**Given text:**
-- Begin --
There are some amazing images that we see, and rainbows are one of those. They make a strong visual impression, perfect for lyrical and metaphorical expression.
From a scientific point of view, it is majestic. Observing the light spectrum divided up into its various hues is one of the most beautiful sights on our planet. When it occurs, which is not that often in some parts of the world, it will make you just stop and stare.
Whatever you are doing can become almost irrelevant, and you just stare at its natural beauty. The analogies linking it to the sun and rain are endless and provide great descriptive opportunities for songwriters.
There is something special about rainbows, and they offer a range of emotions. Hopes, dreams, the future, and our happiness are all inspired by the sight of a rainbow. And the fact that all rainbows are unique offers extra inspiration.
The view and illusion can be altered by what view you happen to have, very much like a disagreement in a relationship.
So, a tour of how songwriters have expressed these different emotions is going to give us some great music. Let’s take a look at some great songs about rainbows.
33 Songs About Rainbows of All Time
Pocketful of Rainbows by Elvis Presley
This is a song taken from his 1960 film “G.I. Blues,” which was partly shot in Germany before his release. Did all the general intake get that option, I wonder? The most remembered song from this musical comedy was “Wooden Heart.”
“Pocketful Of Rainbows” wasn’t going to win any awards for its songwriting…
But, it fitted the film and the atmosphere very well. The song was written by Fred Wise and Ben Weisman. The song was recorded in Los Angeles, but the film scenes were shot in Germany.
That entailed lip-synching, which in those days was rather basic. Elvis lip-synched to his own voice, but Juliet Prowse did hers to Loulie Jean Norman’s voice. Additionally, the scenery is very nice being filmed in Rüdesheim am Rhein in Germany.
Rainbow Eyes by Rainbow
If you are expecting the usual serving of rainbow themed songs, then you will be very surprised with this track. It is taken from their 1978 album, Long Live Rock n Roll, and interestingly was chosen as the final track on the album. No big finish here, then.
There is a feeling of something else here…
I can’t make up my mind whether it is Hendrix’s “Little Wing” or something else. It’s not that it sounds like it. But the lengthy solo guitar entry with plenty of interesting chords is the same idea.
There is a nice string arrangement, the introduction of a flute, and no screaming Blackmore soloing. I told you that you would be surprised. It goes completely against the grain of what you might expect from songs about rainbows.
Blackmore released the song again, in 2008, on an album, Secret Voyage. That was part of a project under the name of “Blackmore’s Night” with his future wife, Candice.
-- End --
**Entries supplied:**
-- Begin --
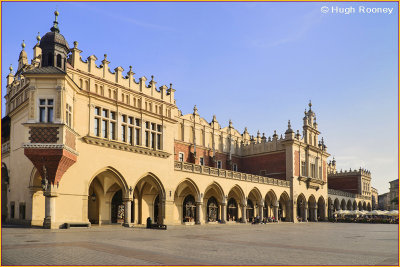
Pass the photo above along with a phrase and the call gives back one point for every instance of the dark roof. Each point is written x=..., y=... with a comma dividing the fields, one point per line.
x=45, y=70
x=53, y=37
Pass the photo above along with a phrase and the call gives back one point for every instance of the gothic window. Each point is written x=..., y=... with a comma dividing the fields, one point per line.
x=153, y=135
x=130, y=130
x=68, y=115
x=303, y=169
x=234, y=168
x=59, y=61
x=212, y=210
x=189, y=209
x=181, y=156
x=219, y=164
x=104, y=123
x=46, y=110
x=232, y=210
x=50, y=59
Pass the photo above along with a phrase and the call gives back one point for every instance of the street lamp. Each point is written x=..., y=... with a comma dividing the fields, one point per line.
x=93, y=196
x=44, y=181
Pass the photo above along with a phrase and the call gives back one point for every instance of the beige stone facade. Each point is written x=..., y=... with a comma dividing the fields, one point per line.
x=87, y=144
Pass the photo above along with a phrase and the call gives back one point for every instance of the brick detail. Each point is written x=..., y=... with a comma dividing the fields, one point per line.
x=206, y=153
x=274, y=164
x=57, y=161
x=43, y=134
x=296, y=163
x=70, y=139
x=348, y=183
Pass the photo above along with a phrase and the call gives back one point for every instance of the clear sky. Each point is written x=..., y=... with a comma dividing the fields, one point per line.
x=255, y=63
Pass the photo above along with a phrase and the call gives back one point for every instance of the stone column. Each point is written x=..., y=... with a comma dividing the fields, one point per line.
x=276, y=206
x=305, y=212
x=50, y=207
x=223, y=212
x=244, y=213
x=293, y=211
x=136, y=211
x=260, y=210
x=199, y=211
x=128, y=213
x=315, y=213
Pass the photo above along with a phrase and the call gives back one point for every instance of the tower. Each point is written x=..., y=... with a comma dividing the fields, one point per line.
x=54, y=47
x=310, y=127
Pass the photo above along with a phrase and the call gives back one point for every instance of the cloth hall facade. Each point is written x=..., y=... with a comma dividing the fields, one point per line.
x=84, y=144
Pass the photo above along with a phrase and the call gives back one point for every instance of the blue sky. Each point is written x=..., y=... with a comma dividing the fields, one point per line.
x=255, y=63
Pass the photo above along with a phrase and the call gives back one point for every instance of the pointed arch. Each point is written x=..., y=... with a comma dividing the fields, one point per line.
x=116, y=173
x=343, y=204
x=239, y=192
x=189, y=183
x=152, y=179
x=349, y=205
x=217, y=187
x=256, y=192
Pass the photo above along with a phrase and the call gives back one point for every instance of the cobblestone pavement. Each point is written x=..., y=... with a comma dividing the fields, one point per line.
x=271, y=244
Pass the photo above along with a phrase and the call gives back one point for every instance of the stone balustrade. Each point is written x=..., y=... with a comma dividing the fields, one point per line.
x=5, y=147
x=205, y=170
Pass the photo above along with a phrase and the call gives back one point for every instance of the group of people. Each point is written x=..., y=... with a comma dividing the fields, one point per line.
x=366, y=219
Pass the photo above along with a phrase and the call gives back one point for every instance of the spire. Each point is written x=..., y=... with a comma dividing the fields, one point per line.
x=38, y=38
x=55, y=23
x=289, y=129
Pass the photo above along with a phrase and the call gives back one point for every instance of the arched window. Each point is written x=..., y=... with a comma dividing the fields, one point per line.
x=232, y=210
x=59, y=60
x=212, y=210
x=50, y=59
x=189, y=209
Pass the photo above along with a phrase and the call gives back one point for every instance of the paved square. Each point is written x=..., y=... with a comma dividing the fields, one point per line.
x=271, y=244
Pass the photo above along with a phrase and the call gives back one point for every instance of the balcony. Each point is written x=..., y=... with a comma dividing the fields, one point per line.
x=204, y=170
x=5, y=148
-- End --
-- Begin --
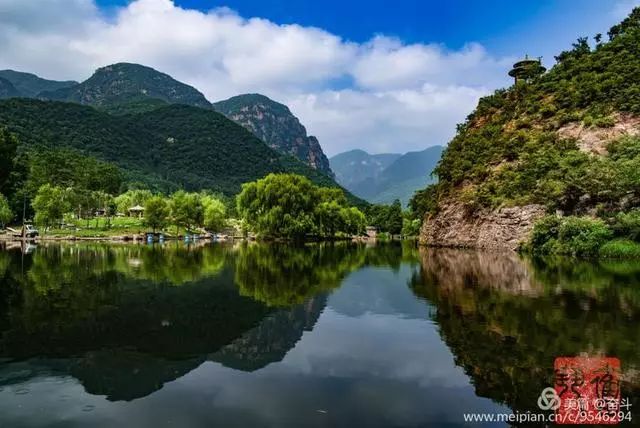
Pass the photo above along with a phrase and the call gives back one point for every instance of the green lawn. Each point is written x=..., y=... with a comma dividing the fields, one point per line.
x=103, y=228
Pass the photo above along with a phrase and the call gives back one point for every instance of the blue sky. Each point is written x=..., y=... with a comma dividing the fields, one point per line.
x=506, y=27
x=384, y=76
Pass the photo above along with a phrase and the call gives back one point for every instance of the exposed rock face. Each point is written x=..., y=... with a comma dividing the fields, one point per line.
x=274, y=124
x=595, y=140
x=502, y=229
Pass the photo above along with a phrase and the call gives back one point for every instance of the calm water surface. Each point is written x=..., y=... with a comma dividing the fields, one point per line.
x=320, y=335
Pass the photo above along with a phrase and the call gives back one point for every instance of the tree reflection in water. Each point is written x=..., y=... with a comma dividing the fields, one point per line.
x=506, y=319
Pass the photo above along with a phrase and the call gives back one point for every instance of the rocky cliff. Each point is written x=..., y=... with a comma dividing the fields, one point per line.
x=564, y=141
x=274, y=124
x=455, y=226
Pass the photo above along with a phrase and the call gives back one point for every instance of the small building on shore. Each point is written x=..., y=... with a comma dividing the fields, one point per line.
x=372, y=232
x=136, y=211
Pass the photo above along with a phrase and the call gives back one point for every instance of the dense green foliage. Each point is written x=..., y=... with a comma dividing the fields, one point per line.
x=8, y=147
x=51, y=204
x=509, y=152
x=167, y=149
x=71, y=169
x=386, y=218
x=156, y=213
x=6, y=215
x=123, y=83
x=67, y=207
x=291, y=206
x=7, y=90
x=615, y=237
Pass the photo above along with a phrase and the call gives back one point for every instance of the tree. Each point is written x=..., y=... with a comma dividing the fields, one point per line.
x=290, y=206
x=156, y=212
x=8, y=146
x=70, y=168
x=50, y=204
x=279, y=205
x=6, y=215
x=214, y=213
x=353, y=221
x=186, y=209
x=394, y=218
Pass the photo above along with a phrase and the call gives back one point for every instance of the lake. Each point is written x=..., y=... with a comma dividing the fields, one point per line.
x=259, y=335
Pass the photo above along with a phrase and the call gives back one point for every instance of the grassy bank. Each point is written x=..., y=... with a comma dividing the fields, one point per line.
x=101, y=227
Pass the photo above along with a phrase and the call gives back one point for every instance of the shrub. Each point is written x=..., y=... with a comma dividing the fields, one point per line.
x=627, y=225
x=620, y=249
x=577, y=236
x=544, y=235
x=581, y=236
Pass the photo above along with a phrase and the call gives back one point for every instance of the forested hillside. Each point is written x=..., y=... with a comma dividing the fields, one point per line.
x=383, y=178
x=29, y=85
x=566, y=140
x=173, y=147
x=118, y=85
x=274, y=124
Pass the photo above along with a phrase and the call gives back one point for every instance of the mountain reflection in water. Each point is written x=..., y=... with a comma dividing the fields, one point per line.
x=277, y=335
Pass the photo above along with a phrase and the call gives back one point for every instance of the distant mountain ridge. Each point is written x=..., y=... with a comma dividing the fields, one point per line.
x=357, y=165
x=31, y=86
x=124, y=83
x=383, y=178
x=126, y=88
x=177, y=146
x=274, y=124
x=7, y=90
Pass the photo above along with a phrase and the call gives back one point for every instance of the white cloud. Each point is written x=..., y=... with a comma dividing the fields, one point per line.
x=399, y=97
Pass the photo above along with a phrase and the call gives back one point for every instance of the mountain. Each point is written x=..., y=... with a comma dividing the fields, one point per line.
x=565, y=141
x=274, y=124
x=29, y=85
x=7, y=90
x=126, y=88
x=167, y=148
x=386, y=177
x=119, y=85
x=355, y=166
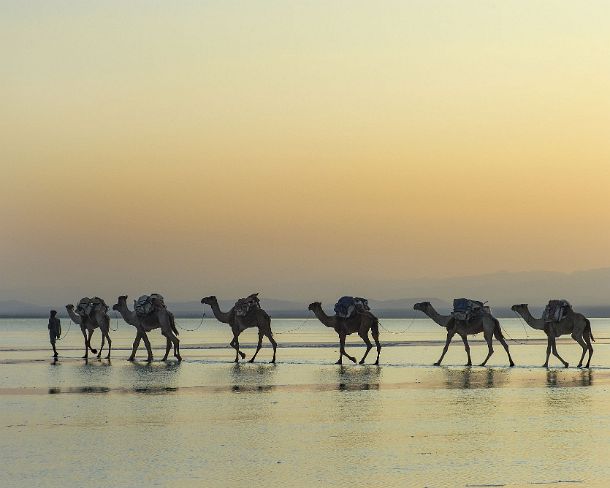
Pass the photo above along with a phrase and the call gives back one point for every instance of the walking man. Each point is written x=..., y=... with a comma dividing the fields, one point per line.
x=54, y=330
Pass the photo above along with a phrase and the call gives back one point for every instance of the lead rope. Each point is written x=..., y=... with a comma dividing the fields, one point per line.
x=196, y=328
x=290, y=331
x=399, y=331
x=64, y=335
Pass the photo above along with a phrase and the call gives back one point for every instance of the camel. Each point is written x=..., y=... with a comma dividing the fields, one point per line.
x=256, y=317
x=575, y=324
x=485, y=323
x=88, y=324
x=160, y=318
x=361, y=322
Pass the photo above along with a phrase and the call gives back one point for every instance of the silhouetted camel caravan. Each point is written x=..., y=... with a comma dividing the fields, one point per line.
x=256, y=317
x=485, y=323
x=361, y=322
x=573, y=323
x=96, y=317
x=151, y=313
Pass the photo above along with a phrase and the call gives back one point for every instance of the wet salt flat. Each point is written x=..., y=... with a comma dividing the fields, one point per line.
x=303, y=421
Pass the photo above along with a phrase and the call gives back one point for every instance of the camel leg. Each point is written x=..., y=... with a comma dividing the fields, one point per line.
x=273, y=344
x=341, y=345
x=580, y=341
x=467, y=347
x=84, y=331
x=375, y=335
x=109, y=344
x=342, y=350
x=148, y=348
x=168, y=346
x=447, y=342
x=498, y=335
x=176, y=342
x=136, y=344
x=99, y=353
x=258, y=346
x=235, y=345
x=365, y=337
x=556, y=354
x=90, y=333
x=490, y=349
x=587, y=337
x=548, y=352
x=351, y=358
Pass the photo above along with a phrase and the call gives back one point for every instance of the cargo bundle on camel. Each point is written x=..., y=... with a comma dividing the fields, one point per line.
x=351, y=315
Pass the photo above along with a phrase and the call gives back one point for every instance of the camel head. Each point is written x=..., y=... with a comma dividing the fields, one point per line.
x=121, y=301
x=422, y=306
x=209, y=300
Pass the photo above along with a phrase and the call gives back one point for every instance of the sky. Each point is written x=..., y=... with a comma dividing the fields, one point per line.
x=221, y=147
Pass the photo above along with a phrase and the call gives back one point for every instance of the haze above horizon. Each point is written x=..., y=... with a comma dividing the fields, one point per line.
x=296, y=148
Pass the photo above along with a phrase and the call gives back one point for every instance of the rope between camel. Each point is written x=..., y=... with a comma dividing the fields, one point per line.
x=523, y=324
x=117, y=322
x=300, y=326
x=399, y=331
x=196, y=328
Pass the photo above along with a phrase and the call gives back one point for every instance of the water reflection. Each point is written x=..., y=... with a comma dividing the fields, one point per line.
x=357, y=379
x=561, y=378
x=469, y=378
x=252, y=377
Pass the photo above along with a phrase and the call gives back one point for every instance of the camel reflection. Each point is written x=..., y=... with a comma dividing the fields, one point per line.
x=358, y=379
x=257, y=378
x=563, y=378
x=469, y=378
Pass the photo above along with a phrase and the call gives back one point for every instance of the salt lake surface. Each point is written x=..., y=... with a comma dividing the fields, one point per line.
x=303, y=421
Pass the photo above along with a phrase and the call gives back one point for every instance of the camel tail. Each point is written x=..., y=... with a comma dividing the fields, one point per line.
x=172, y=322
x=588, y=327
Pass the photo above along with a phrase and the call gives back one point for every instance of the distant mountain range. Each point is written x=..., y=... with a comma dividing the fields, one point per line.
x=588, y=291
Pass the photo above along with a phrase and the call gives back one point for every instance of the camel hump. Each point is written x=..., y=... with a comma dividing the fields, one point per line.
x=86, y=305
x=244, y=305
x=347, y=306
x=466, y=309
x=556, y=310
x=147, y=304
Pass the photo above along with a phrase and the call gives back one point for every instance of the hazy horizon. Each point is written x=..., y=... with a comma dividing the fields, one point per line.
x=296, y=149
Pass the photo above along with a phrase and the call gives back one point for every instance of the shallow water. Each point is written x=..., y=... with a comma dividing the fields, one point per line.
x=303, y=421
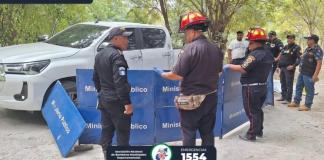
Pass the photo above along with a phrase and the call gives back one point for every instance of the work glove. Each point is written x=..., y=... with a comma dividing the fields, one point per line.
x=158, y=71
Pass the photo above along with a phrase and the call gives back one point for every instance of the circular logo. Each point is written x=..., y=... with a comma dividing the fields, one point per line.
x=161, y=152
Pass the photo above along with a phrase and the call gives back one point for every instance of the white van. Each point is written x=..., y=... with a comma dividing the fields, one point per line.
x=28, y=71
-- End --
**Instruction:** Rewrite the part of the rainbow songs text that opens with the words containing "From a scientific" and closes with "offers extra inspiration.", putting "gaze" in place of "stare".

**Solved exercise:**
From a scientific point of view, it is majestic. Observing the light spectrum divided up into its various hues is one of the most beautiful sights on our planet. When it occurs, which is not that often in some parts of the world, it will make you just stop and gaze.
Whatever you are doing can become almost irrelevant, and you just gaze at its natural beauty. The analogies linking it to the sun and rain are endless and provide great descriptive opportunities for songwriters.
There is something special about rainbows, and they offer a range of emotions. Hopes, dreams, the future, and our happiness are all inspired by the sight of a rainbow. And the fact that all rainbows are unique offers extra inspiration.